Line by line, retype the whole listing exactly.

::::

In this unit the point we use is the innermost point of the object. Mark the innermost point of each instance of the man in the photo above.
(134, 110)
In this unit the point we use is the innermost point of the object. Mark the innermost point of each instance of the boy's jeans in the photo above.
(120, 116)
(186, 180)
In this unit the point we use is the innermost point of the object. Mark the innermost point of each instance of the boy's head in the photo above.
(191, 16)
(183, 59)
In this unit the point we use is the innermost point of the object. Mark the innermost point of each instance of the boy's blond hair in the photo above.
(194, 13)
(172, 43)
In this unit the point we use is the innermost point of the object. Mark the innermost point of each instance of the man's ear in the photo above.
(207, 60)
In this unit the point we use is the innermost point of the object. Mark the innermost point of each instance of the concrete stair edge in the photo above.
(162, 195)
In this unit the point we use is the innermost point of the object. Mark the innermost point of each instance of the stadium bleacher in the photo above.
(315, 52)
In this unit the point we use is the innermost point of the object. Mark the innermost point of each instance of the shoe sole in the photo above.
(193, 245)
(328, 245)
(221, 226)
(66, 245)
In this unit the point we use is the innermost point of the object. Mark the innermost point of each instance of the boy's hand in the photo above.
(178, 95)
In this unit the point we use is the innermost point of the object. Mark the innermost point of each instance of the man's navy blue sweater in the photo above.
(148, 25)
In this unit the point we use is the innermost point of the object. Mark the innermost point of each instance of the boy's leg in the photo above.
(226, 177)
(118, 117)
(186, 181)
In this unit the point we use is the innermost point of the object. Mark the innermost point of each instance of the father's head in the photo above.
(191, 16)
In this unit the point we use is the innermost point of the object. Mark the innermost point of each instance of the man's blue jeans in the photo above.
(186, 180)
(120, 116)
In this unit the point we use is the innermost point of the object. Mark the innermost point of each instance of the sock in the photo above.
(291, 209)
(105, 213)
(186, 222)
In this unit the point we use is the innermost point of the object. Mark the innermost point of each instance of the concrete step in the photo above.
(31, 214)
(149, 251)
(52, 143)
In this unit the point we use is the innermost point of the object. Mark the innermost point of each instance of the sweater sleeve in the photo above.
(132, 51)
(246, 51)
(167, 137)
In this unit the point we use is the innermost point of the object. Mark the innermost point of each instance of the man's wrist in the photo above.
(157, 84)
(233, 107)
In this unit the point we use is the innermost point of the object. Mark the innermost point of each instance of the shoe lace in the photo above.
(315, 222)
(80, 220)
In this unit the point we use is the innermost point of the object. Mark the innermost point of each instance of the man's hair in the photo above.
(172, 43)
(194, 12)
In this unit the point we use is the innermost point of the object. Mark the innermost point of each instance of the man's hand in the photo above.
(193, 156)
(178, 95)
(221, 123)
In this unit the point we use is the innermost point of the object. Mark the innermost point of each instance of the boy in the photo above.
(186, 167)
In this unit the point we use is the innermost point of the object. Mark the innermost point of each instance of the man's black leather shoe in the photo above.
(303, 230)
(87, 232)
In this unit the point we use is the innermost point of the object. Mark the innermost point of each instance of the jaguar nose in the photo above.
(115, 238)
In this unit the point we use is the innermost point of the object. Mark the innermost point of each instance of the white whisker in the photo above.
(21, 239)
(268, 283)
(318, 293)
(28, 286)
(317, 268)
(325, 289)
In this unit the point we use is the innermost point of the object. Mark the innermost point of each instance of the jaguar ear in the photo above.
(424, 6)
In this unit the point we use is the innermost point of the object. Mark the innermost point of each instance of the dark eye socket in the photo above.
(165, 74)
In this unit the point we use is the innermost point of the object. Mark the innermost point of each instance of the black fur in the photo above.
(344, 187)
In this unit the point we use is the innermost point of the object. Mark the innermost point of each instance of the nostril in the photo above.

::::

## Response to this task
In this unit the point we use is the innermost point of the object. Mark the innermost point of each instance of the man in the photo above.
(134, 110)
In this unit the point we use is the innermost point of the object. Mark the innermost point of each instance of the boy's jeans in the photo above.
(120, 116)
(186, 180)
In this unit the point we use is the innermost point of the object. Mark the innermost point of each instance of the boy's head in the photo above.
(191, 16)
(183, 59)
In this unit the point we use is the innermost point of the object. Mark the innermost point of each instance of the boy's blond hair in the photo above.
(194, 13)
(172, 43)
In this unit the point we use is the innermost point of the object. Mark the innermost point of each instance of the man's ear in the photo above.
(207, 60)
In this unit the point we use is the innermost point of the object. Mark the innermost point of each instance of the concrete stair edge in the photo above.
(162, 195)
In this unit the point we use is the innermost point of the object. Mark the innermost point of each instance of the stadium bleacher in the photo above.
(315, 52)
In this unit the point we use is the innermost point of the object. Mark the innermost point of each instance of the shoe sole in the photo above.
(193, 245)
(328, 245)
(221, 226)
(66, 245)
In this unit the point we use is the innermost point of the object. Mark the innermost point of each instance of the boy's hand in the photo above.
(178, 95)
In this unit the point we use is the innermost point of the object. Mark the innermost point of each instance of the man's navy blue sweater in the photo above.
(148, 25)
In this unit the point we use is the innermost point of the object. Mark the innermost point of each instance of the boy's leg in the photo above.
(226, 177)
(118, 117)
(186, 181)
In this unit the point we use is the innermost point of the object. Mark the innermost point of each instance of the father's head in the photo above.
(191, 16)
In this unit the point we use is the innermost point of the object. Mark the innermost point of each instance of the man's blue jeans in the photo above.
(186, 180)
(120, 116)
In this unit the point we use is the innermost point of the object. Mark the innermost point of each instance of the sock in the photo above.
(291, 209)
(105, 213)
(186, 222)
In this unit the point we use is the innermost point of the object. Mark the innermost point of each instance of the concrete step in the photo above.
(31, 214)
(149, 251)
(52, 143)
In this unit the point we use is the innermost point of the object. Mark the innermost point of each instance of the sweater sleeve in the photo above.
(132, 51)
(246, 51)
(167, 137)
In this unit the point we use is the innermost point of the object. Mark the innermost point of each instance of the man's wrist in the photo above.
(157, 84)
(233, 107)
In this unit the point we use is the innermost point of the object. Mark the innermost point of each instance of the shoe lace in the photo above.
(315, 222)
(80, 220)
In this unit the point we use is the innermost point of the object. Mark the innermost point of each instance of the man's hair in the photo above.
(172, 43)
(194, 12)
In this unit the point we use is the innermost point of the object. Mark the innermost point of each instance of the man's hand in the photo above.
(193, 156)
(178, 95)
(221, 123)
In this unit the point we use is the innermost point of the object. Mark the innermost point of each instance of the boy in the photo above.
(186, 167)
In this unit the point we use is the innermost point of the object. Mark the innermost point of each instance of the man's black leather shoe in the photo above.
(303, 230)
(87, 232)
In this unit the point we use is the innermost point of the object. Mark the innermost point of each instance of the jaguar nose in the photo above.
(115, 238)
In this unit the point we use is the innermost point of the object. Mark the innermost point of each instance of the white whisker in the photo above.
(21, 239)
(268, 283)
(318, 293)
(28, 286)
(317, 268)
(325, 289)
In this unit the point we use is the innermost point of the object. Mark the innermost point of each instance of the jaguar ear in the photo above.
(424, 6)
In this unit the point we use is the innermost point of the object. Mark the innermost point of each instance of the dark eye socket in the photo above.
(165, 74)
In this unit the point we use is the innermost point of the object. Mark the innermost point of each instance of the black fur in the photo above.
(344, 187)
In this unit the point we use is the innermost point of the object. Mark the innermost point of each instance of the nostril in the photo above.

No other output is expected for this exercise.